» WHAT TO PRODUCE: Transcribe the tail of the listing: start at the line containing "Would you be able to point to the fan" and stop after the last line, keeping every character as is and adding nothing.

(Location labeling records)
-=-=-=-=-
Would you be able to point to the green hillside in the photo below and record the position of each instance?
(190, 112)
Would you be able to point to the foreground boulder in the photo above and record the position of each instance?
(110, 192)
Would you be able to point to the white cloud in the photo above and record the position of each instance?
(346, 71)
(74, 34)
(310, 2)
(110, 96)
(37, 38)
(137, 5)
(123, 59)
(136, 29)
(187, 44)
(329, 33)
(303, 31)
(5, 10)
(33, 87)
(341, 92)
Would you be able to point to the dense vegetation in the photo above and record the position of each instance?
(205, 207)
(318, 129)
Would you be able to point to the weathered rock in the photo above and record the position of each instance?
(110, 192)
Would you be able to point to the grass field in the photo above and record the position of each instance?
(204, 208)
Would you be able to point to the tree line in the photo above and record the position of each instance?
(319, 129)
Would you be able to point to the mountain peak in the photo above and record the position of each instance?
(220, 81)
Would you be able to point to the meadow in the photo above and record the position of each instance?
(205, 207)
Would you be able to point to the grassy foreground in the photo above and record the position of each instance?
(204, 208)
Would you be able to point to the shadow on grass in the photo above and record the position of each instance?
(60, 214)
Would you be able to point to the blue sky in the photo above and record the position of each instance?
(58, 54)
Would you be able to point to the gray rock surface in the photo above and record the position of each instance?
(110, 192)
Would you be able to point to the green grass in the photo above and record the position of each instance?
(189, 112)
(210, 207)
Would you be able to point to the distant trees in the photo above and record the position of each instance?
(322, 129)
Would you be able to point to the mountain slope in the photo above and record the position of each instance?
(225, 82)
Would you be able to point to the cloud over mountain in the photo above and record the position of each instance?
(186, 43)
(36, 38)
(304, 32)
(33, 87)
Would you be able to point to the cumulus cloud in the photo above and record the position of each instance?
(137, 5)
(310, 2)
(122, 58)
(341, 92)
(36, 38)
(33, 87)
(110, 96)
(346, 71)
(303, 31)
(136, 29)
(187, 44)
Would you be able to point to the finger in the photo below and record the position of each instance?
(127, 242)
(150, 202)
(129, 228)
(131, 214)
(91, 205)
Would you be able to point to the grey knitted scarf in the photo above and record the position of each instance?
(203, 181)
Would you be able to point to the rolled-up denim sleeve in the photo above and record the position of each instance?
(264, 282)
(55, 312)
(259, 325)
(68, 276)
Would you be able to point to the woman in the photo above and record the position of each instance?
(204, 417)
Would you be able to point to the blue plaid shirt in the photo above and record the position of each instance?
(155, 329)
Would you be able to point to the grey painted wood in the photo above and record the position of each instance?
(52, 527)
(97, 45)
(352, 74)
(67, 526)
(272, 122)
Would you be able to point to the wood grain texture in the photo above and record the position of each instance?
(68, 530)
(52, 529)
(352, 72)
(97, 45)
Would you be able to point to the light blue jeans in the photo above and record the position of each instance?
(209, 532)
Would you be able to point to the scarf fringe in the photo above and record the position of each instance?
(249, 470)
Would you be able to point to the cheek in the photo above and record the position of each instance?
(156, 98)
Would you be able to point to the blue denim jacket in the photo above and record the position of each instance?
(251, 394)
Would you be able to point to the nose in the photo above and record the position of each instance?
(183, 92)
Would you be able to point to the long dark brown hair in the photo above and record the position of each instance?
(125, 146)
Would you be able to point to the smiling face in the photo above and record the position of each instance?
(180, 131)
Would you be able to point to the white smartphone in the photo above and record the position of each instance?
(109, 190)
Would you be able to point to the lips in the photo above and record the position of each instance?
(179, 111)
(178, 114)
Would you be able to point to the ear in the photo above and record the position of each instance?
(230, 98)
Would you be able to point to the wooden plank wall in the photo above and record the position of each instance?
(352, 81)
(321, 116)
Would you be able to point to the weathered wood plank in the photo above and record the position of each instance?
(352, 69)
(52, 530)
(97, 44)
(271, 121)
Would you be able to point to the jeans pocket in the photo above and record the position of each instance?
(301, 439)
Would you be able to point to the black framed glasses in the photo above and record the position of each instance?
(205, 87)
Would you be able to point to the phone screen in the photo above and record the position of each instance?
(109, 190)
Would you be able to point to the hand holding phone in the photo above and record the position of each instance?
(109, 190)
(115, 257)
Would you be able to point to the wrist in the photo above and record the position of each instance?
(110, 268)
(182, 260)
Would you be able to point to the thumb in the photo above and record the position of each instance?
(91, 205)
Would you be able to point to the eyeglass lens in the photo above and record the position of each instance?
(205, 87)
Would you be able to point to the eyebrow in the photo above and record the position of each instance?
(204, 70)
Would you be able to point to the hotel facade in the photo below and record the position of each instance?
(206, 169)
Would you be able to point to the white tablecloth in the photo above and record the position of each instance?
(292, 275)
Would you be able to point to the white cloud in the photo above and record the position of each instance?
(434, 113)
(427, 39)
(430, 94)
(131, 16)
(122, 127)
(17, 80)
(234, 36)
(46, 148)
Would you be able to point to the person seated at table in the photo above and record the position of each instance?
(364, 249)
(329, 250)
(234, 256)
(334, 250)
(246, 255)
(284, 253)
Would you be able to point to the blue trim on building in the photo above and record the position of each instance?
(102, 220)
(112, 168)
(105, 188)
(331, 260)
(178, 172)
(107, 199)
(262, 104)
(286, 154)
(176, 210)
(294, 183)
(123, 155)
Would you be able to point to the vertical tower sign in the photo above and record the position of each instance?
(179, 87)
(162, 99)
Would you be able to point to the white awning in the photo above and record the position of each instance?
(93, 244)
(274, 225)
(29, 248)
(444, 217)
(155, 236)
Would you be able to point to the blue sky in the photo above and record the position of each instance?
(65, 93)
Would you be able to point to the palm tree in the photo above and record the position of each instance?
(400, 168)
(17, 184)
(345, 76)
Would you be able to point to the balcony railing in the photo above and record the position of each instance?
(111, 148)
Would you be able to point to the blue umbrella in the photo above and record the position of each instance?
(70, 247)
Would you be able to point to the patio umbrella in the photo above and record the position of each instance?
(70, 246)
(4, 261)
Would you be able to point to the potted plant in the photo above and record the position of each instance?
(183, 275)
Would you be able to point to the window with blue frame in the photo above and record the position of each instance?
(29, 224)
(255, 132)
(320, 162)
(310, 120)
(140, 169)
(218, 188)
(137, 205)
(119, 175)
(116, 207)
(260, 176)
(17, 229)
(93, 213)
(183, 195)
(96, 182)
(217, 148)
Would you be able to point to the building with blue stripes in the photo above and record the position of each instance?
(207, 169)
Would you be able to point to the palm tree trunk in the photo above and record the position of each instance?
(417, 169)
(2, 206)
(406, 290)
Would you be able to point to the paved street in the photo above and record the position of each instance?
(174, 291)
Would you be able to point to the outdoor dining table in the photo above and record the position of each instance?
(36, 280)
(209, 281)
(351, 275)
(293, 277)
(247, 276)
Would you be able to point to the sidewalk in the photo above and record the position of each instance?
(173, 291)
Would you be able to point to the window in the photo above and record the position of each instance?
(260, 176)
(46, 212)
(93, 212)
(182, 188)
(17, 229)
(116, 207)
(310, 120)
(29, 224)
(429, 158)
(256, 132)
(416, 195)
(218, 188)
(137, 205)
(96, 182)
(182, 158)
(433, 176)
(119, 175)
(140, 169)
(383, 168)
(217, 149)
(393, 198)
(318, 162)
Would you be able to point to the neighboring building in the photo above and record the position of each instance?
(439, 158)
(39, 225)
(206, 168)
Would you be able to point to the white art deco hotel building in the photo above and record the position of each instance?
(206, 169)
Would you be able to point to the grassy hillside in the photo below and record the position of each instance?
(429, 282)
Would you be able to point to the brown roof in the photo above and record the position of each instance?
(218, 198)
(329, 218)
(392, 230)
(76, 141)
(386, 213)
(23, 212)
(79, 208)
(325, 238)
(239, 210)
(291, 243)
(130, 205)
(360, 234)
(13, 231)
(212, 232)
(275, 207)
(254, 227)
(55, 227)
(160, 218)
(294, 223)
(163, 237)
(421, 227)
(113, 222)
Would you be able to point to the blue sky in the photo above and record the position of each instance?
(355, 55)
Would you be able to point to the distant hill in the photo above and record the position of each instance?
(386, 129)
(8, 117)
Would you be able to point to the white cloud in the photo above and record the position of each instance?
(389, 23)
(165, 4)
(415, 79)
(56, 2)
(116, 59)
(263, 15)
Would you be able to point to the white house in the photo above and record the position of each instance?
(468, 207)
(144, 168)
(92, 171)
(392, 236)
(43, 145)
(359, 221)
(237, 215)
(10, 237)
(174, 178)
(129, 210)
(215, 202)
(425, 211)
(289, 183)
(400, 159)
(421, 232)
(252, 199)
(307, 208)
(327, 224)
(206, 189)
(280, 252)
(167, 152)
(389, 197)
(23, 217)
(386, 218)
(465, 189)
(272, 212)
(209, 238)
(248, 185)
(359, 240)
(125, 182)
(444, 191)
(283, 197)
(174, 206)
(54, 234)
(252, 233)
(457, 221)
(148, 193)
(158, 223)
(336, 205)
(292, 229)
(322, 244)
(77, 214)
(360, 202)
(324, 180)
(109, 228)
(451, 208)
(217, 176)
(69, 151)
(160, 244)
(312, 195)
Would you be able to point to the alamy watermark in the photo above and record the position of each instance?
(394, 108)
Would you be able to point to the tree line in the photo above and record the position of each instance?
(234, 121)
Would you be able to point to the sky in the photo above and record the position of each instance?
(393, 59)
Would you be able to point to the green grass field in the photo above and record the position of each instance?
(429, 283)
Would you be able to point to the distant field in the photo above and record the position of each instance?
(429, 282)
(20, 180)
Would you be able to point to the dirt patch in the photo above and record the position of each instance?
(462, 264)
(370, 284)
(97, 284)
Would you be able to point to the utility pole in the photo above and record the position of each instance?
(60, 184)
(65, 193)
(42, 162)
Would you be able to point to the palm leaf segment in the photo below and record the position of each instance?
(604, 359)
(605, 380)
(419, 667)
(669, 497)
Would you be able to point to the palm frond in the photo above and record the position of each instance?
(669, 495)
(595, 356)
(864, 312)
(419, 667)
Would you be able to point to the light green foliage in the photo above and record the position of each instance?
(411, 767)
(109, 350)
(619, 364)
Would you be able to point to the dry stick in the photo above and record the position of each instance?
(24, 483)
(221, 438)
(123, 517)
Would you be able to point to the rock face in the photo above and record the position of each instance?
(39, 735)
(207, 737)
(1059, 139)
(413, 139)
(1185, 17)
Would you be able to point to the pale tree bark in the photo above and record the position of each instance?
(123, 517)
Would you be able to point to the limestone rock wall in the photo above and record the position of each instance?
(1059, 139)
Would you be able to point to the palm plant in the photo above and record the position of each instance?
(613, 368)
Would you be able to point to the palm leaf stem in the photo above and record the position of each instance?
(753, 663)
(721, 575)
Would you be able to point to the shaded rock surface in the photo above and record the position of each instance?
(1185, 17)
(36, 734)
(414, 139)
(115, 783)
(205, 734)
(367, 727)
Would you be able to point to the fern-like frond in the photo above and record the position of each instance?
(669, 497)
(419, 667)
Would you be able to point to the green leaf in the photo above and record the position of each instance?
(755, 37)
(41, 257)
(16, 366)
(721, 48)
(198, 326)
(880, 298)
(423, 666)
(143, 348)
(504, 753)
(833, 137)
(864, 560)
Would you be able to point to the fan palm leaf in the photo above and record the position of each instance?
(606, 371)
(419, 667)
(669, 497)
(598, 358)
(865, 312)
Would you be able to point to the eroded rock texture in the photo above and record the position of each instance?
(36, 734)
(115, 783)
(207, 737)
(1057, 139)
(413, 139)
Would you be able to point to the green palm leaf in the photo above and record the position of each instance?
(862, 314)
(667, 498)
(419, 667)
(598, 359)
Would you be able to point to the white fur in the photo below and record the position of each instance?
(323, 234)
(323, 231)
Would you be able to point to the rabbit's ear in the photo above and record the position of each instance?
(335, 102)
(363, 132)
-=-=-=-=-
» EXERCISE RESULT:
Would you be able to point to the fan palm leaf in the photo above and record the position of each instance?
(606, 371)
(419, 667)
(669, 497)
(598, 358)
(865, 312)
Would you be able to point to the eroded rock texture in the photo above and record the position of each instance?
(36, 734)
(115, 783)
(207, 737)
(1057, 139)
(413, 139)
Would you be able to point to the green palm leaf in the photo above and record the position of each instance?
(862, 314)
(667, 498)
(419, 667)
(598, 359)
Would you be able to point to the white fur in the photo below and record the position of each instance?
(323, 234)
(323, 231)
Would you be able to point to the rabbit's ear in the photo above and record the position of each instance?
(335, 102)
(363, 132)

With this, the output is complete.